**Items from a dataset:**
§
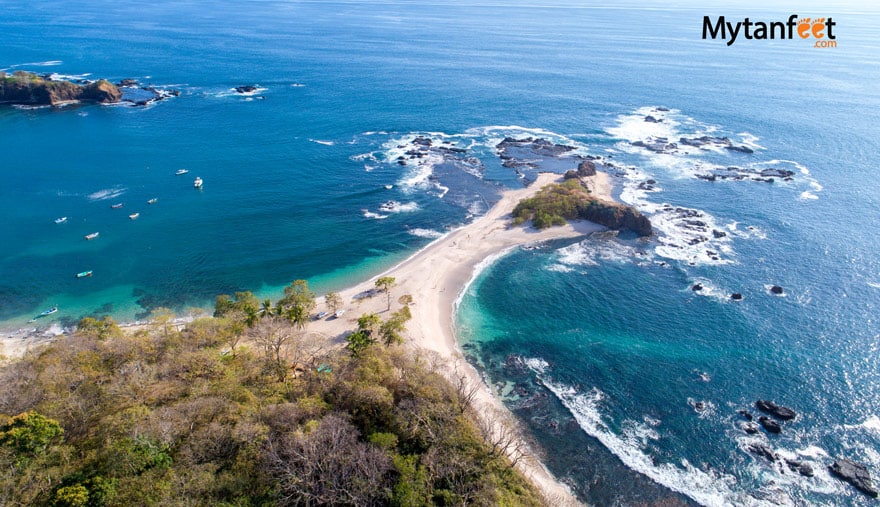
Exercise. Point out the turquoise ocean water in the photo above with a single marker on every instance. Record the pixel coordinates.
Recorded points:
(601, 347)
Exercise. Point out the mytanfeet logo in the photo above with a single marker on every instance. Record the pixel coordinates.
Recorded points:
(820, 30)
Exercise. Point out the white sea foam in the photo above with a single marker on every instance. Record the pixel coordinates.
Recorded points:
(537, 365)
(107, 193)
(425, 233)
(397, 207)
(706, 487)
(369, 214)
(872, 423)
(710, 290)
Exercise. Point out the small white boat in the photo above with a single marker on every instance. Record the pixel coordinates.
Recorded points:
(50, 311)
(389, 206)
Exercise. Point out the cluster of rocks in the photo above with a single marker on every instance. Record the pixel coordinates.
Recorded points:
(140, 95)
(29, 89)
(665, 145)
(740, 173)
(537, 146)
(844, 469)
(737, 296)
(422, 146)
§
**Work required:** Rewrite all of the material above as a numbered list with one line per entry, skipping blank lines. Omit the picture.

**Correct answer:**
1. Exercise. Point out the turquoise ocean water in the photo above with a single marker on every instance. Record the pixel coordinates.
2. Recorded points:
3. (601, 347)
4. Exercise. Point out the mytanfeet logo in the photo above with a single marker on every instance. Record the pixel coordinates.
5. Recorded points:
6. (820, 30)
7. Exercise. Point out the white sea foam in the photo above with a single marker on every instance. Record the pixel coordinates.
8. Recorded points:
9. (537, 365)
10. (107, 193)
11. (425, 233)
12. (397, 207)
13. (706, 487)
14. (369, 214)
15. (872, 423)
16. (710, 290)
17. Exercise. Point out the small white boat in the photo above with a single marker on every instance. Record the pixel coordinates.
18. Recorded points:
19. (50, 311)
20. (389, 206)
21. Exercise. Point out the cluster of rocks in the photo above with a single marker on every instance. Record the pixel coordinates.
22. Recorded points:
23. (140, 95)
24. (29, 89)
25. (665, 145)
26. (740, 173)
27. (537, 146)
28. (844, 469)
29. (737, 296)
30. (422, 146)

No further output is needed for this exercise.